● Problem to solve
Below is a set of records; print all of them exactly as written.

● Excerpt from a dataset
- - - -
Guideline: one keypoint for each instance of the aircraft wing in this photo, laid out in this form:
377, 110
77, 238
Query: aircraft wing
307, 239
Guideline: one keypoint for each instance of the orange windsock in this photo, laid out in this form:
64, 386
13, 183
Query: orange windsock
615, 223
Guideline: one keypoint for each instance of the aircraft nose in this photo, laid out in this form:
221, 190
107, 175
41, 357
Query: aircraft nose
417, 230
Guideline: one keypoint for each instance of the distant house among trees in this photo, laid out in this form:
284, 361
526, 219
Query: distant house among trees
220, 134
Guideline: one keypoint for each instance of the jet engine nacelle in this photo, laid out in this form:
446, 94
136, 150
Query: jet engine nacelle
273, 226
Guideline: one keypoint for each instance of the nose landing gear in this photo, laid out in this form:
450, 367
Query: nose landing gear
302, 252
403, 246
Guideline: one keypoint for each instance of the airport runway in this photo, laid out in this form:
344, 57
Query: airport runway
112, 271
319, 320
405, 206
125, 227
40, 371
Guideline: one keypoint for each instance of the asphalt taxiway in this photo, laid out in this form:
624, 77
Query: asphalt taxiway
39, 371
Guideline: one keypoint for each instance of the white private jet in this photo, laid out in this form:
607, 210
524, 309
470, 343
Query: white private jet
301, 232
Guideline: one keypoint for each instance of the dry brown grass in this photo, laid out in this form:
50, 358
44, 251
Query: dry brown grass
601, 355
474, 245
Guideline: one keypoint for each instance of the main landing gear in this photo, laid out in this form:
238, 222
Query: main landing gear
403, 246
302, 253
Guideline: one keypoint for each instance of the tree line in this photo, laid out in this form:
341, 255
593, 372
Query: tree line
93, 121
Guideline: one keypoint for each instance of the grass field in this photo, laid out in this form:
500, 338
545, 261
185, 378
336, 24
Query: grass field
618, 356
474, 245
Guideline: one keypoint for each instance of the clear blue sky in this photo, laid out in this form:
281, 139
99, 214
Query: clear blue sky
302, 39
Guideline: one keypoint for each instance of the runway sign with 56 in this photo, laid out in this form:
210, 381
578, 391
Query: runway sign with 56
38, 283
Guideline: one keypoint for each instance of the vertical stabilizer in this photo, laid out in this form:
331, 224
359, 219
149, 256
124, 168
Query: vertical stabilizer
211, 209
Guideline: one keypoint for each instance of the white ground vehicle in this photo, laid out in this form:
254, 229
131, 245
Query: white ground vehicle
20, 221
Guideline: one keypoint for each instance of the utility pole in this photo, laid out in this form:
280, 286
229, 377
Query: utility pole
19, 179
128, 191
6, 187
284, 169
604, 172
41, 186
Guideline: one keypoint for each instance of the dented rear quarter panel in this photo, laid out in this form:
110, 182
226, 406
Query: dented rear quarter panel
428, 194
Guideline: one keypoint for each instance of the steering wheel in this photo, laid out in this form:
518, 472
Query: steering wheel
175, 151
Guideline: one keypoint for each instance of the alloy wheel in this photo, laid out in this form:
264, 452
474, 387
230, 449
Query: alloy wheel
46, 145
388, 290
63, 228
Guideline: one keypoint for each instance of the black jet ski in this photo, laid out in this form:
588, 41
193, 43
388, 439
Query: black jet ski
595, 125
- - - -
● Exercise answer
Guideline: one keypoint for each instance of the aircraft wing in this photo, laid out in this form:
377, 110
77, 238
Query: aircraft wing
307, 239
Guideline: one keypoint for each instance of the orange windsock in this photo, laid out in this form:
64, 386
13, 183
Query: orange windsock
615, 223
Guideline: one keypoint for each instance of the aircraft nose in this photo, laid out in this form:
221, 190
107, 175
41, 357
Query: aircraft nose
417, 230
Guideline: one keypoint for each instance of the distant house among trees in this photo, laid out in this form:
284, 361
526, 219
Query: distant house among trees
220, 134
Guideline: one keypoint for each instance of the jet engine nacelle in this photo, laid out in this form:
446, 94
136, 150
Query: jet engine nacelle
273, 226
Guideline: one keypoint for each instance of the nose landing gear in this photo, laid out in this form:
450, 367
Query: nose landing gear
302, 252
403, 246
Guideline: one keypoint for each instance of the airport runway in this photo, laid out in this form:
344, 57
Query: airport runway
112, 271
319, 320
405, 206
125, 227
40, 371
Guideline: one keypoint for each instance of the asphalt taxiway in this photo, laid out in this form:
624, 77
Query: asphalt taxiway
39, 371
Guideline: one keypoint for each instance of the white private jet in this photo, laid out in this form:
607, 210
524, 309
470, 343
Query: white private jet
301, 232
Guideline: one keypoint for each instance of the dry brown grass in this photo, laid out in this form:
50, 358
44, 251
Query: dry brown grass
601, 355
474, 245
Guideline: one keypoint for each instance of the main landing gear in this photo, laid out in this form:
238, 222
Query: main landing gear
403, 246
302, 253
Guideline: one keypoint for each instance of the tree line in this photo, laid out in this form:
341, 255
593, 372
Query: tree line
93, 121
Guideline: one keypoint for each instance of the grass field in this photo, laid out in this form:
500, 338
545, 261
185, 378
336, 24
Query: grass field
618, 356
474, 245
Guideline: one keypoint for each instance of the clear blue sky in this photo, laid out in this form:
281, 139
99, 214
Query: clear blue sky
302, 39
Guideline: one keypoint for each instance of the runway sign with 56 in this photo, laid out in this form:
210, 381
578, 391
Query: runway sign with 56
38, 283
Guideline: one keypoint for each instance of the vertical stabilizer in this photo, laid out in this form:
331, 224
359, 219
149, 256
124, 168
Query: vertical stabilizer
211, 209
Guideline: one keypoint for each instance of the white ground vehicle in this photo, laid out in this form:
254, 229
131, 245
Query: white ground vehicle
20, 221
Guideline: one keypoint for each instance of the utility pole in this photo, laid out in this form:
280, 286
229, 377
Query: utility pole
19, 179
128, 191
6, 187
284, 169
604, 172
41, 186
Guideline: one keypoint for each instance of the dented rear quarter panel in this photo, laid out in this form:
110, 182
226, 406
Query: dented rear quarter panel
428, 194
Guideline: one keypoint for each instance of the steering wheel in this photo, laid out in this form:
518, 472
Query: steering wheel
175, 151
Guideline: one keypoint for each instance of the alloy wheel in this photo, laid out in this form:
264, 452
474, 387
230, 449
Query: alloy wheel
46, 145
388, 290
63, 228
Guideline: one keypoint for each instance of the black jet ski in this photo, laid out in this form:
588, 41
193, 43
388, 439
Query: black jet ski
595, 125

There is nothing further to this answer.